▸ Your objective: Below this line is a set of entries; quote exactly the lines from the line that contains "Locate the black" to the line that contains "Locate the thin tree", both lines included.

----

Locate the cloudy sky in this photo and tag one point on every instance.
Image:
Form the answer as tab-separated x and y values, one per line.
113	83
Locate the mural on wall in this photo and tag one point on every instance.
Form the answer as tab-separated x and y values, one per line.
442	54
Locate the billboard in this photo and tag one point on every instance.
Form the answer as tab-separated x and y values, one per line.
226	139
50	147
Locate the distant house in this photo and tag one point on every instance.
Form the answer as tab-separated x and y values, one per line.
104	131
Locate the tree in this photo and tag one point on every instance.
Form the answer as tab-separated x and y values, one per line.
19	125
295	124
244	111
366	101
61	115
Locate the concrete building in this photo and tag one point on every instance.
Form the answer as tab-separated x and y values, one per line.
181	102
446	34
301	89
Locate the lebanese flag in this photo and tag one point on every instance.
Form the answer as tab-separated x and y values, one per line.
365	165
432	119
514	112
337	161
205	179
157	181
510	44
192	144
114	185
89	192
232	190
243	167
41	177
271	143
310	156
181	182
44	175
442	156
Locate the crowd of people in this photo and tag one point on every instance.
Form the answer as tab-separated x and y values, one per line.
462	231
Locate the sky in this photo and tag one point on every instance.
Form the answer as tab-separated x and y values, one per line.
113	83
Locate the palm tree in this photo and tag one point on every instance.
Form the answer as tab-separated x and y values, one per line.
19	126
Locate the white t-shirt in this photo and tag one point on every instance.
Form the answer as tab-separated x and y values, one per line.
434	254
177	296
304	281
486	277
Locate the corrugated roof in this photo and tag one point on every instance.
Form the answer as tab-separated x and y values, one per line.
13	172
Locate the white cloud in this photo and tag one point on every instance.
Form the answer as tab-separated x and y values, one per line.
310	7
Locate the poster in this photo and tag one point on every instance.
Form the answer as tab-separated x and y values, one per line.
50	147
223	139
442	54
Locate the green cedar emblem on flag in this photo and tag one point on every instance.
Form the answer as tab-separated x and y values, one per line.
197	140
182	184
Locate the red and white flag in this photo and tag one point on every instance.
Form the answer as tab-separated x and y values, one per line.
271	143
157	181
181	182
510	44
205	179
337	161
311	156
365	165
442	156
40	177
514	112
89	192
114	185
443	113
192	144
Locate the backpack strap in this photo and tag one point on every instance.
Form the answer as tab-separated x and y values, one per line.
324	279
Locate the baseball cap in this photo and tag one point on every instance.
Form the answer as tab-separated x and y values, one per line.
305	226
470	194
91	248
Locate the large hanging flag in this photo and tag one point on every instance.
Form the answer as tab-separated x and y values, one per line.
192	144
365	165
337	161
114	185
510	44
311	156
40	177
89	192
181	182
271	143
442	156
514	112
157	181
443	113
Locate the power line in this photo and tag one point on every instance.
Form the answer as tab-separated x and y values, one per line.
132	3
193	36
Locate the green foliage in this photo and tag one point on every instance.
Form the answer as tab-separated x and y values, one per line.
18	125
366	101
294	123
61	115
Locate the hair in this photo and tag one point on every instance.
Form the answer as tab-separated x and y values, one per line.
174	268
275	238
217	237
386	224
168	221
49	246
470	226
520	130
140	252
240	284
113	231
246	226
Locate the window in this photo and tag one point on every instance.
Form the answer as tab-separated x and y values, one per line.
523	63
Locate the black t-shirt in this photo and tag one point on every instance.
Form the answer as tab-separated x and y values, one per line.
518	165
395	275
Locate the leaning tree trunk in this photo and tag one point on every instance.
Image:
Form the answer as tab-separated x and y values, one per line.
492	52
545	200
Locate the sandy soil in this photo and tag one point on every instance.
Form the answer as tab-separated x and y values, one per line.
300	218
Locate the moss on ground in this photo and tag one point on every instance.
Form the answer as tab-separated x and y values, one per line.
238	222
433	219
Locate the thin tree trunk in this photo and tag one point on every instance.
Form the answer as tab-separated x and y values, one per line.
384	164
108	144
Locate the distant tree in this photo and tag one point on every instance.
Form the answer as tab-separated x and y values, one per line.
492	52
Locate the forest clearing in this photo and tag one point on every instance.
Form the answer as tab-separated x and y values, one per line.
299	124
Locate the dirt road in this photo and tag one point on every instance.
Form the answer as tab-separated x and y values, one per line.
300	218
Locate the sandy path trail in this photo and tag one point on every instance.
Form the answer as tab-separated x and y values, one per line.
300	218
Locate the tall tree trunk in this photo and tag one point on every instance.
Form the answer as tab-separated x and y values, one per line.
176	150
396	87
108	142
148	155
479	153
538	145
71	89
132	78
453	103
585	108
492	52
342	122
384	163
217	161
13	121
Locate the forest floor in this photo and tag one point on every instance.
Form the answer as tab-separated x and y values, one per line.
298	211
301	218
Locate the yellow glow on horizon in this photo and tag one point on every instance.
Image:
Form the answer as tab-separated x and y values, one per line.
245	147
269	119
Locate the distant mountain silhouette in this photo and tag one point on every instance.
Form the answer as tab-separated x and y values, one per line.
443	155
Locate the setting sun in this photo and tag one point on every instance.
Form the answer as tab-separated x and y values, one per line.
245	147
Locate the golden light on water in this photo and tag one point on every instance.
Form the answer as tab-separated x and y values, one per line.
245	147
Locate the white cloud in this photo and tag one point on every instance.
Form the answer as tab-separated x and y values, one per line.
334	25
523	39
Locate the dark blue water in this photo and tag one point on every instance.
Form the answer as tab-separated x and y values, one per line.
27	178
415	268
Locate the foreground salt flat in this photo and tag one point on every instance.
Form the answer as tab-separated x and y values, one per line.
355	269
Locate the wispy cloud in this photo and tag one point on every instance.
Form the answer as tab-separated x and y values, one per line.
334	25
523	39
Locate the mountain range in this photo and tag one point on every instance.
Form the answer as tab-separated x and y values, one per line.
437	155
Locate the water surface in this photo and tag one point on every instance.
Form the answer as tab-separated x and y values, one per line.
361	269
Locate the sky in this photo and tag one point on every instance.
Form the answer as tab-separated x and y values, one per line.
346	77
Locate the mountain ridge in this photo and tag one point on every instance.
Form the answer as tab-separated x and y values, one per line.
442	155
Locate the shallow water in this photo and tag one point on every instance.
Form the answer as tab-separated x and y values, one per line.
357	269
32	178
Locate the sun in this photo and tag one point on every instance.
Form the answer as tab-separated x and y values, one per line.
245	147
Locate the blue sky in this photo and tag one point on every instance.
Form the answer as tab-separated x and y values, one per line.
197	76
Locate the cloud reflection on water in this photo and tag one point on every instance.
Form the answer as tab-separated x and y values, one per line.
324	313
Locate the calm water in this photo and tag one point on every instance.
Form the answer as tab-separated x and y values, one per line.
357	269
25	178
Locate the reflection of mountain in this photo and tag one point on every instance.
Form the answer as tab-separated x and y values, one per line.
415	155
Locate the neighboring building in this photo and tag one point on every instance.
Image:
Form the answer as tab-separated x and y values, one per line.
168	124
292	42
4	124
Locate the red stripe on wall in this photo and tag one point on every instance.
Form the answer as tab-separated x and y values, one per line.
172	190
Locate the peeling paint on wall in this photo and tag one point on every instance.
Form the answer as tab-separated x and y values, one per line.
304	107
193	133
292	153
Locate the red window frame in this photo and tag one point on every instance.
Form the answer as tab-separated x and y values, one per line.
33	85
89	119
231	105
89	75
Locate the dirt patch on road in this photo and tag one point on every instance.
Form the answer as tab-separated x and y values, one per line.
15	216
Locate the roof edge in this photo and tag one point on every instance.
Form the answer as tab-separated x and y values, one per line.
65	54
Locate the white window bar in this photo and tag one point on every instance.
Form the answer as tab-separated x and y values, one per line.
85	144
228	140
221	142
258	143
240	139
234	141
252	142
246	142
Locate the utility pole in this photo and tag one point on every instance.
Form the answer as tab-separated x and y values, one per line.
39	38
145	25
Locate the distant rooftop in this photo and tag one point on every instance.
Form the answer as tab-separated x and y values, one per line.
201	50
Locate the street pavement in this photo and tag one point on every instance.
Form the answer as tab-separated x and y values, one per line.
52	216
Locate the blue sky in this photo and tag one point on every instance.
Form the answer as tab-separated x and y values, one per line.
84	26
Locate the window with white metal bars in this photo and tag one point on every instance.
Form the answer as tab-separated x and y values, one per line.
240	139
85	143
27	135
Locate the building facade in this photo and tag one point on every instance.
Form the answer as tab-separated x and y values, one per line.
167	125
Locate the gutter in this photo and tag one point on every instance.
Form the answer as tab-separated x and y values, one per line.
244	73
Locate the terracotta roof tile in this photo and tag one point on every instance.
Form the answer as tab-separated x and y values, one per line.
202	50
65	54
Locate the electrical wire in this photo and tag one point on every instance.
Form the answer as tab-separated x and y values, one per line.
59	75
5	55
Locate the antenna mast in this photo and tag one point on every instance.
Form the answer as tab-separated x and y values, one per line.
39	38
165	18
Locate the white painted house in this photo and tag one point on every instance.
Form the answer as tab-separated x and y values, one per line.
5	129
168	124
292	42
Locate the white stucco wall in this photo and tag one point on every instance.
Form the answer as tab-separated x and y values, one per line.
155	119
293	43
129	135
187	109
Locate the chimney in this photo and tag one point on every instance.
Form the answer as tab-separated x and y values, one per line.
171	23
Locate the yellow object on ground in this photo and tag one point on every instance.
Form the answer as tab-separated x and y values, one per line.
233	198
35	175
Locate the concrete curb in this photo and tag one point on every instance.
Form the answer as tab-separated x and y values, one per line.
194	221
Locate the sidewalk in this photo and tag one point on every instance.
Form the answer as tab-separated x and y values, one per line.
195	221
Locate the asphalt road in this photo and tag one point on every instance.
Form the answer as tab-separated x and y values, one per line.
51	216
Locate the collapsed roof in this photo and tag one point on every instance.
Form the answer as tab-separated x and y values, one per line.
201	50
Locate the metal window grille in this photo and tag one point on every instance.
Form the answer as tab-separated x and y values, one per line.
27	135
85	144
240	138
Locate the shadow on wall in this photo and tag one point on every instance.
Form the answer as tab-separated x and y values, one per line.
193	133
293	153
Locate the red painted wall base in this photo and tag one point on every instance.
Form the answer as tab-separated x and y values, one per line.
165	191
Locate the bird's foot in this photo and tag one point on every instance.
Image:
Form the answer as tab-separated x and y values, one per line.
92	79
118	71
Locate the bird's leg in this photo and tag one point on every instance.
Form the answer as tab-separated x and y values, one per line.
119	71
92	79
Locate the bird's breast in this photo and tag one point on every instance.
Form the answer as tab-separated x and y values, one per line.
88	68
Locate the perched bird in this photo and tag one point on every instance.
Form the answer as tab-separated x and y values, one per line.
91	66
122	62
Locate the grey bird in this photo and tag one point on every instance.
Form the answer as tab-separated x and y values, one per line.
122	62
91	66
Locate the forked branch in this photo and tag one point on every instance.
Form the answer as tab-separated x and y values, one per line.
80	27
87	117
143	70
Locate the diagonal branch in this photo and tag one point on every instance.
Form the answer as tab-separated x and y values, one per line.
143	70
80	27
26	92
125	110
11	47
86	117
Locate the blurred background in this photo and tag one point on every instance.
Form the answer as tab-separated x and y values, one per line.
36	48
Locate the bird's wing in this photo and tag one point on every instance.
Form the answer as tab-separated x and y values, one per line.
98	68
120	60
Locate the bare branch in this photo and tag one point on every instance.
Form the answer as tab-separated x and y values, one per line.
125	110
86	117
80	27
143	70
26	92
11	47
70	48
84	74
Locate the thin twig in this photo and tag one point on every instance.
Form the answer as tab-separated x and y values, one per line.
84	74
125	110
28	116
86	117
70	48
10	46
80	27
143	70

----

▸ Answer to this problem:
Locate the black t-shirt in this photo and tag one point on every instance.
Form the answer as tab-separated x and y values, one per line.
518	165
395	275
Locate the leaning tree trunk in this photo and tag one point on every instance.
Image:
Form the answer as tab-separated x and y values, one per line.
492	52
545	200
Locate the sandy soil in this photo and tag one point on every instance.
Form the answer as tab-separated x and y values, one per line.
300	218
Locate the moss on ground in this photo and tag one point on every instance.
Form the answer as tab-separated x and y values, one per line.
238	222
433	219
Locate the thin tree trunk in this photo and tag one point on every instance.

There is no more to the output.